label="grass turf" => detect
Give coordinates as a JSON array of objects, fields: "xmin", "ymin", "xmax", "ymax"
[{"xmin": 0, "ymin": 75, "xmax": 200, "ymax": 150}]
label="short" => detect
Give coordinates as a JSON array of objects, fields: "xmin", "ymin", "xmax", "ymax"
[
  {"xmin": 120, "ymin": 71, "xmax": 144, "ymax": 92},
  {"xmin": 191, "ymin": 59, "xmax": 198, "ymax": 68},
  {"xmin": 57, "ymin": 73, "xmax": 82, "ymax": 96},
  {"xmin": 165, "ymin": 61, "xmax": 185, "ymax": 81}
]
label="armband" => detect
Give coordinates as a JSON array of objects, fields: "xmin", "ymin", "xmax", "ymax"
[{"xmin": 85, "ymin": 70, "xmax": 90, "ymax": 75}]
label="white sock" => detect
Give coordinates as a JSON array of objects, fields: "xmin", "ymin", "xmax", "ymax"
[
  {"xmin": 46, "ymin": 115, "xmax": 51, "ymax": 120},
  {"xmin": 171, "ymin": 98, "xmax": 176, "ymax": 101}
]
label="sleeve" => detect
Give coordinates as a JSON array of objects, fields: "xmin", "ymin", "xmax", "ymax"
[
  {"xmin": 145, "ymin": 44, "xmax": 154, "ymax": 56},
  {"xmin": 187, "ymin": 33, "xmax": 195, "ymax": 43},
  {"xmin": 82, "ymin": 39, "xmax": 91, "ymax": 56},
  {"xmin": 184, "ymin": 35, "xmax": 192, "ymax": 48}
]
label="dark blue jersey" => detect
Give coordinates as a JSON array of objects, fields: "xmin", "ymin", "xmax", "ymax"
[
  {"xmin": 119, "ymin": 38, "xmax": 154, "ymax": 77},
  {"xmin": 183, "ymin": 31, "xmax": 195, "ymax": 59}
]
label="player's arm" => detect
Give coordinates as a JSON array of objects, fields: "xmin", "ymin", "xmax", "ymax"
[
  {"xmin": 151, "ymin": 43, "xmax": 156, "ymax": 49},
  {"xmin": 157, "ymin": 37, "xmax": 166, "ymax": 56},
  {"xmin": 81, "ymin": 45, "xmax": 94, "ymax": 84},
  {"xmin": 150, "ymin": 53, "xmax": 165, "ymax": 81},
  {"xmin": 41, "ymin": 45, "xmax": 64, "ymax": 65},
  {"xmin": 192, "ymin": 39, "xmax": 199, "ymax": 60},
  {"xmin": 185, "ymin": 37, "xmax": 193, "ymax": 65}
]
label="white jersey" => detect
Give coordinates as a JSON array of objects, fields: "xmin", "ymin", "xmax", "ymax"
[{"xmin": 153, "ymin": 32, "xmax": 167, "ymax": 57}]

■ **Exercise description**: Set down the records again verbatim, so that each word stays as it is.

■ **Expected output**:
label="grass turf" => detect
Give coordinates as a JSON array of objects, fields: "xmin", "ymin", "xmax", "ymax"
[{"xmin": 0, "ymin": 75, "xmax": 200, "ymax": 150}]
label="short" => detect
Give coordinates as a JSON array of objects, fields: "xmin", "ymin", "xmax", "ymax"
[
  {"xmin": 120, "ymin": 71, "xmax": 144, "ymax": 92},
  {"xmin": 191, "ymin": 59, "xmax": 198, "ymax": 68},
  {"xmin": 57, "ymin": 73, "xmax": 82, "ymax": 96},
  {"xmin": 165, "ymin": 61, "xmax": 185, "ymax": 81}
]
label="armband" => detect
Give coordinates as a JSON array of objects, fields: "xmin", "ymin", "xmax", "ymax"
[{"xmin": 85, "ymin": 70, "xmax": 90, "ymax": 75}]
label="white sock" => detect
Give coordinates as a JSON array of objects, fields: "xmin", "ymin", "xmax", "ymax"
[
  {"xmin": 46, "ymin": 115, "xmax": 51, "ymax": 120},
  {"xmin": 171, "ymin": 98, "xmax": 176, "ymax": 101}
]
label="sleeve" => detect
Give coordinates as a JSON array of objects, fields: "xmin", "ymin", "xmax", "ymax"
[
  {"xmin": 145, "ymin": 44, "xmax": 154, "ymax": 56},
  {"xmin": 187, "ymin": 33, "xmax": 195, "ymax": 43},
  {"xmin": 82, "ymin": 39, "xmax": 91, "ymax": 56},
  {"xmin": 184, "ymin": 35, "xmax": 192, "ymax": 48}
]
label="dark blue jersey" => detect
Give coordinates as a JSON array of objects, fields: "xmin", "ymin", "xmax", "ymax"
[
  {"xmin": 119, "ymin": 38, "xmax": 154, "ymax": 77},
  {"xmin": 183, "ymin": 31, "xmax": 195, "ymax": 59}
]
label="player's arm" => detect
Give coordinates as a JSON array of objects, fields: "xmin", "ymin", "xmax", "ymax"
[
  {"xmin": 151, "ymin": 43, "xmax": 156, "ymax": 49},
  {"xmin": 157, "ymin": 37, "xmax": 166, "ymax": 56},
  {"xmin": 81, "ymin": 45, "xmax": 94, "ymax": 84},
  {"xmin": 150, "ymin": 53, "xmax": 165, "ymax": 81},
  {"xmin": 41, "ymin": 45, "xmax": 64, "ymax": 65},
  {"xmin": 192, "ymin": 39, "xmax": 199, "ymax": 60},
  {"xmin": 185, "ymin": 37, "xmax": 193, "ymax": 65}
]
label="white jersey" => detect
Give coordinates as a JSON array of objects, fields: "xmin", "ymin", "xmax", "ymax"
[{"xmin": 153, "ymin": 32, "xmax": 167, "ymax": 57}]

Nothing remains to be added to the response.